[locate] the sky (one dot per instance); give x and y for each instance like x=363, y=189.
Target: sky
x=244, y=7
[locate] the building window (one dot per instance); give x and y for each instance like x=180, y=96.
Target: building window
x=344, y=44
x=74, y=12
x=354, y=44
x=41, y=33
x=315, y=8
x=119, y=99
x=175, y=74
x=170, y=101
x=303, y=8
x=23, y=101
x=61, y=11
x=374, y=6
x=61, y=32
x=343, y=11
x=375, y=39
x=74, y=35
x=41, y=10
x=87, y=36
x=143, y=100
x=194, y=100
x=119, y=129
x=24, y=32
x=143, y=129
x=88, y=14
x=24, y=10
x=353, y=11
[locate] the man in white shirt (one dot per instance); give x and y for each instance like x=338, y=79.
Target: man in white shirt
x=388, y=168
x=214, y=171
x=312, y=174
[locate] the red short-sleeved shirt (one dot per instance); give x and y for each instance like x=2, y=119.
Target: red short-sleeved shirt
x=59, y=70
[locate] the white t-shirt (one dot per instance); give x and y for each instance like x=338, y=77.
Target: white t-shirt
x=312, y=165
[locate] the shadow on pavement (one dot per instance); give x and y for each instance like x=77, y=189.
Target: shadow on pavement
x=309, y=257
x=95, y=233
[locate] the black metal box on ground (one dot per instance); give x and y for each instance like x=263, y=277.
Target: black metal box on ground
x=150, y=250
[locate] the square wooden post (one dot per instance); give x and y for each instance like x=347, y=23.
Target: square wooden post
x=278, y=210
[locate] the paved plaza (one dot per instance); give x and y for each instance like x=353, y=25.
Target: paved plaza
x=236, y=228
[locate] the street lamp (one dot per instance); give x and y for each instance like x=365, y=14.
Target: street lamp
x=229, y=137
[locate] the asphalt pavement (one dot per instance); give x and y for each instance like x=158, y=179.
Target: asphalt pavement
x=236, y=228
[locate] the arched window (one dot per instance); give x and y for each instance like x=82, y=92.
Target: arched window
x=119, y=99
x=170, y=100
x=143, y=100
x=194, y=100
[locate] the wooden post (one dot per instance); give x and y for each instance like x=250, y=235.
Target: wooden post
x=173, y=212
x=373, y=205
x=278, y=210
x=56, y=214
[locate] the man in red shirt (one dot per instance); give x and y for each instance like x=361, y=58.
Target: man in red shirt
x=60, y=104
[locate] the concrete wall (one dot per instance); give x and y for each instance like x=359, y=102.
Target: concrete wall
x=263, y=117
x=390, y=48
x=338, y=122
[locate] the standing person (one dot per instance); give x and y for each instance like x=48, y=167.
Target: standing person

YOUR OBJECTIVE:
Type out again, exactly as written, the lines from the beginning of the material through the one containing "[locate] the building".

REPLY:
[locate] the sky (one dot per instance); give x and y for each instance like x=363, y=189.
Target: sky
x=244, y=7
[locate] the building window (one dot per instance); give x and y for each instance like x=180, y=96.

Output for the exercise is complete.